* _Job_
Starting at the line that contains "baseboard shown in the photo above.", print every remaining line of the entries, unchanged, and output nothing more.

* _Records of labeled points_
┄┄┄┄┄┄┄┄┄┄

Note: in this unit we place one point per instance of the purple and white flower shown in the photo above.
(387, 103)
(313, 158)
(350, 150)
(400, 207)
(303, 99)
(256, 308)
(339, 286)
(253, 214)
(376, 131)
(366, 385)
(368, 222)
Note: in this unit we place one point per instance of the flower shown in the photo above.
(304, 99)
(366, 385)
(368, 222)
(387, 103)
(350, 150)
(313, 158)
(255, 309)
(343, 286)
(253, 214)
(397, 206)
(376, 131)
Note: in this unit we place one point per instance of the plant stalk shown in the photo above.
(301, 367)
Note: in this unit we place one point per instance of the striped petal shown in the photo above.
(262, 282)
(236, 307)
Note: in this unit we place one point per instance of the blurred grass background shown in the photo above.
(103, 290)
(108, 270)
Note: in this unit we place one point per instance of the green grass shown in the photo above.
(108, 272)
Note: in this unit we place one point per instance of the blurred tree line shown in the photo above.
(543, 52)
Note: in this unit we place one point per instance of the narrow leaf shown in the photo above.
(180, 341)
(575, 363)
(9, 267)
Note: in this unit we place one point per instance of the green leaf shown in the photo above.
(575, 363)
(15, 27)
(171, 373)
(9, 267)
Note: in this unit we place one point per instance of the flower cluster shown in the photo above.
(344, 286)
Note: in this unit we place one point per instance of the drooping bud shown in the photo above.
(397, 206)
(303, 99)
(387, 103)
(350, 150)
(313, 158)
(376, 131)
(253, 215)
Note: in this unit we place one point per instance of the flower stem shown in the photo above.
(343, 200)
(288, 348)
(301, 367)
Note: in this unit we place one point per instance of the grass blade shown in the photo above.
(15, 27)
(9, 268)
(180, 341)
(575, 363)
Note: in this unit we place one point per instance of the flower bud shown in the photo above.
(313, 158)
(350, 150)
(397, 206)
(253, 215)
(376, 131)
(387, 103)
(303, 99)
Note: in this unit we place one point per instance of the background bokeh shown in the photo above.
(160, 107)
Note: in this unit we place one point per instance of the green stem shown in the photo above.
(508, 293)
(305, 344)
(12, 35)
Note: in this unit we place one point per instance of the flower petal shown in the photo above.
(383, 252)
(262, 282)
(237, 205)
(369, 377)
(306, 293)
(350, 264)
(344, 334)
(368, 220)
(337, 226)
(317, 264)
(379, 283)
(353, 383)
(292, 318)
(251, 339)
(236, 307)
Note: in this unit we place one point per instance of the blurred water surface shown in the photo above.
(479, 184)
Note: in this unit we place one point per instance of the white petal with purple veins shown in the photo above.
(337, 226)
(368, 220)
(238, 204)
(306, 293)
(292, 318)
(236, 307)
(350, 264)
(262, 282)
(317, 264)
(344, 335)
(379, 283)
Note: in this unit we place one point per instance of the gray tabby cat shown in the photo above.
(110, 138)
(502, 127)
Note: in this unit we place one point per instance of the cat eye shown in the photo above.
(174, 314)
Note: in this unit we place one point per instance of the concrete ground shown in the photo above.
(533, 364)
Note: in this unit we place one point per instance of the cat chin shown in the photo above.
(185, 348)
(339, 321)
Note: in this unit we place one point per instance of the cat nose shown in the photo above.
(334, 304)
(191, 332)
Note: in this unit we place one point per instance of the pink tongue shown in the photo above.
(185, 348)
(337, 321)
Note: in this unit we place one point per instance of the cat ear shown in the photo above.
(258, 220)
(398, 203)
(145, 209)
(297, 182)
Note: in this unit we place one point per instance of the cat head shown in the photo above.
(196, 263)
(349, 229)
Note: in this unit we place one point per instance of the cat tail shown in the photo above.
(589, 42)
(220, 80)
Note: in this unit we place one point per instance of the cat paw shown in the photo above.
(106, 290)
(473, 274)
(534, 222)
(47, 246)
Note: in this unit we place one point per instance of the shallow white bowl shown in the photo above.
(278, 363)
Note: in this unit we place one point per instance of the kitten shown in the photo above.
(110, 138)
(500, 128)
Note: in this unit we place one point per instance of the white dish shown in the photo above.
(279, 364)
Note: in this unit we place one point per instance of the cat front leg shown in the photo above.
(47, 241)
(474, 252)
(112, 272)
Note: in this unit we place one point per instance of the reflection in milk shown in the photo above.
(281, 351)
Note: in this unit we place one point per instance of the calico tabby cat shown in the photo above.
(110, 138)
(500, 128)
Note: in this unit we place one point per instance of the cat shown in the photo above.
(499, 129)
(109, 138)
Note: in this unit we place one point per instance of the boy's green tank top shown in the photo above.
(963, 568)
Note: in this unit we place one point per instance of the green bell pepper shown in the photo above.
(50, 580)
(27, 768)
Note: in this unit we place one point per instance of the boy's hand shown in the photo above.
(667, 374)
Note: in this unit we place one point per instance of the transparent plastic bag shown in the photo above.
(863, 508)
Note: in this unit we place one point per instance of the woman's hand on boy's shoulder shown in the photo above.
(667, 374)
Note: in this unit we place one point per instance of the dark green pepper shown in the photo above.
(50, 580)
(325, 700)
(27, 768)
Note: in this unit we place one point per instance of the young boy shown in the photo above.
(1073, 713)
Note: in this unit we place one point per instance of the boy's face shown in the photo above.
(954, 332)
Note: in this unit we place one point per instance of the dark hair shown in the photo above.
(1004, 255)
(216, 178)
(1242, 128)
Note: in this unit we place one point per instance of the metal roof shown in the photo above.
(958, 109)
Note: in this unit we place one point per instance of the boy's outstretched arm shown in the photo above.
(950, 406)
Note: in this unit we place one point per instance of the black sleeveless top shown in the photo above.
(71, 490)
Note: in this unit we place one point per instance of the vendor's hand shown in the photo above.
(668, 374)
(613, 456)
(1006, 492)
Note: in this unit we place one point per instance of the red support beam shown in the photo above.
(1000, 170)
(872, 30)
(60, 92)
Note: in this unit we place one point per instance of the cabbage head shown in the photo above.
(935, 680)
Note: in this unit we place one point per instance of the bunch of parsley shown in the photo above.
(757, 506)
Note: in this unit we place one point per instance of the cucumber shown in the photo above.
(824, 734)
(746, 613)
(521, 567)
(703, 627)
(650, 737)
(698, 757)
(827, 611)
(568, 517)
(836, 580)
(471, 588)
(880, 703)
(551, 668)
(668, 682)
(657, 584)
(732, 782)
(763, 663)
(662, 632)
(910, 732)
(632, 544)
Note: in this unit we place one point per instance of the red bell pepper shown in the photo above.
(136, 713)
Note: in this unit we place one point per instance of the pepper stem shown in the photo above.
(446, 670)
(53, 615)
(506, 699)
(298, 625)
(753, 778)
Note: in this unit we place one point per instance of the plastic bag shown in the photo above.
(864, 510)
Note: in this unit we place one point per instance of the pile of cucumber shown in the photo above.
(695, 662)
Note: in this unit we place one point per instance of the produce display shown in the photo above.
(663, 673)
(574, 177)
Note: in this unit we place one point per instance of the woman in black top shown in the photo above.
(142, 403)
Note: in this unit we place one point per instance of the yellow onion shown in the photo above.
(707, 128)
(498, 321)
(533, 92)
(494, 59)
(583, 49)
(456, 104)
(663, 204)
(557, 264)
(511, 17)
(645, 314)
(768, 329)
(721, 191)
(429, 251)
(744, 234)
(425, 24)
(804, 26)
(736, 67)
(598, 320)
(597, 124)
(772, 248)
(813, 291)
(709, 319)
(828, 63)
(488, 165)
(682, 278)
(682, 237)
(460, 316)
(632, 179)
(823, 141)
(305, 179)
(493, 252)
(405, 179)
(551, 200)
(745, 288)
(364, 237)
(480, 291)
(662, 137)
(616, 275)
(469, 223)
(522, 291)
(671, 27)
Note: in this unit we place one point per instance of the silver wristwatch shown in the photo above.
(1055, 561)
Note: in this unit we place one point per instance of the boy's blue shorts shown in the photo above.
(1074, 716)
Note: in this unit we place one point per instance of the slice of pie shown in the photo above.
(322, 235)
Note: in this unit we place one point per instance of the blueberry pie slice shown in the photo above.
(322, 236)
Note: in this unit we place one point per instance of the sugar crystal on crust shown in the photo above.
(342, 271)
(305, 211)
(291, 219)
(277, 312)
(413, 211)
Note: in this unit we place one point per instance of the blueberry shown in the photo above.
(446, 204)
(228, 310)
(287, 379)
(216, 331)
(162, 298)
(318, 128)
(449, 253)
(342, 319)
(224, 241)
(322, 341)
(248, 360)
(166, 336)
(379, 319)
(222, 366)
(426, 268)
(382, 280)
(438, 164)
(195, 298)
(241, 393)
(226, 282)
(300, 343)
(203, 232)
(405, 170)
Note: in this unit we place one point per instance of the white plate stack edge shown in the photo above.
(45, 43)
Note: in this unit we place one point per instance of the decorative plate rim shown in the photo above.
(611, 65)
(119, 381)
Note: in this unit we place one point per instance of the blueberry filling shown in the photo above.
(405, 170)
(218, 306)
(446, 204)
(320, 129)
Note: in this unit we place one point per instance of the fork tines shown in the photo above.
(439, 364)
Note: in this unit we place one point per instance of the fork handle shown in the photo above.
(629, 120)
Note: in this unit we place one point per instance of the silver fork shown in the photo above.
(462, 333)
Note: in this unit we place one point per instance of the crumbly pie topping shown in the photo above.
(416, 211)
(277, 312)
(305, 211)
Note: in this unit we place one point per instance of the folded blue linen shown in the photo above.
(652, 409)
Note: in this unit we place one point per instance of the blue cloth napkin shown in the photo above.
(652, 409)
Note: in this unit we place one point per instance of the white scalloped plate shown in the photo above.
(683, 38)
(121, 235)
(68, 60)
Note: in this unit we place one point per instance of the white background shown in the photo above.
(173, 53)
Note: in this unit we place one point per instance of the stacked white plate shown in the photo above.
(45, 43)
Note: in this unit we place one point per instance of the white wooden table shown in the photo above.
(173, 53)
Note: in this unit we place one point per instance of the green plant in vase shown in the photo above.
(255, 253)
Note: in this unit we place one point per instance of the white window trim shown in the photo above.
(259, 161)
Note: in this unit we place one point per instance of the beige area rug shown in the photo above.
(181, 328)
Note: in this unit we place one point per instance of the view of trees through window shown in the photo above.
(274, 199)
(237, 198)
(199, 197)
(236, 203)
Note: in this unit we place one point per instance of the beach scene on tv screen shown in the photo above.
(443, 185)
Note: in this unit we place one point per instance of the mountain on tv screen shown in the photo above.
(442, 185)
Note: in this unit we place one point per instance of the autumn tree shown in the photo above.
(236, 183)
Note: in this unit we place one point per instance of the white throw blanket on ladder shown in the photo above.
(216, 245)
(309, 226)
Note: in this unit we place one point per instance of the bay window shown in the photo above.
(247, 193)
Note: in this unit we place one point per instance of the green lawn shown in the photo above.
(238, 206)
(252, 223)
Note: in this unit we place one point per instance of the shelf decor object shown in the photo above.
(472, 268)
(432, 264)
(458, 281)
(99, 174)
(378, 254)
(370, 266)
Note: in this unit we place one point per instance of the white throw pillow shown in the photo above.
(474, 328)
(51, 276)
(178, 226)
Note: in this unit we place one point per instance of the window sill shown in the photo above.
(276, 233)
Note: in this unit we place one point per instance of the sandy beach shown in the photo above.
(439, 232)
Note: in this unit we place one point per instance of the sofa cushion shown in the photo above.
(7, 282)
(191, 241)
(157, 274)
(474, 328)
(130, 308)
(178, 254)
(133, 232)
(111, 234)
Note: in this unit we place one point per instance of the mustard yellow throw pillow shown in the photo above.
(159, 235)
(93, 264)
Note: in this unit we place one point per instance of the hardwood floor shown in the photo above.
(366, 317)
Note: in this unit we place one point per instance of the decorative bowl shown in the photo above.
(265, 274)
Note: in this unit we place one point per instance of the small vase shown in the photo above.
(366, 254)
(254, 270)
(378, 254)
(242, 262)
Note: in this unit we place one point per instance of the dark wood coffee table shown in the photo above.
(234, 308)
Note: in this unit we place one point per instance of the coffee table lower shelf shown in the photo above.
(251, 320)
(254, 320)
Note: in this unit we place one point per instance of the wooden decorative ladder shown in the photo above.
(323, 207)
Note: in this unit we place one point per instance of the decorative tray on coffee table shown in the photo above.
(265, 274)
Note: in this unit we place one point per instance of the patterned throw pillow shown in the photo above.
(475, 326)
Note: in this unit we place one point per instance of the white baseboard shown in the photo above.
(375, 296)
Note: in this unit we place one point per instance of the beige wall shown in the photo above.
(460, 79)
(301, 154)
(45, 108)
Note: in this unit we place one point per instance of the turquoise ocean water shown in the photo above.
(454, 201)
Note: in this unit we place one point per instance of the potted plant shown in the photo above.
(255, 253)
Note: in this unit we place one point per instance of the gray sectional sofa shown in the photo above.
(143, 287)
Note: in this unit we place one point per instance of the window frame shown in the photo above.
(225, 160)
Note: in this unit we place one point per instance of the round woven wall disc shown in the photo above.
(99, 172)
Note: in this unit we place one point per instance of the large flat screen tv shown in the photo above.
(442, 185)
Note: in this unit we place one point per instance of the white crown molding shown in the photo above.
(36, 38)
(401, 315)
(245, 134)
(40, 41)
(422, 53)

┄┄┄┄┄┄┄┄┄┄

* _Response for this exercise_
Note: in this unit we place one point per instance of the white baseboard shown in the photo above.
(375, 296)
Note: in this unit we place one point per instance of the beige wall shown in the photo above.
(460, 79)
(301, 154)
(45, 108)
Note: in this unit we place one point per instance of the turquoise ocean water shown in the photo above.
(454, 201)
Note: in this unit we place one point per instance of the potted plant shown in the photo above.
(255, 253)
Note: in this unit we place one point per instance of the gray sectional sofa shown in the photo above.
(143, 287)
Note: in this unit we place one point per instance of the window frame shown in the photo above.
(225, 160)
Note: in this unit we place one point per instance of the round woven wall disc shown in the photo above.
(99, 172)
Note: in this unit we place one point per instance of the large flat screen tv shown in the photo above.
(442, 185)
Note: in this unit we place one point per instance of the white crown molding shown in the photo above.
(36, 38)
(401, 315)
(245, 134)
(40, 41)
(422, 53)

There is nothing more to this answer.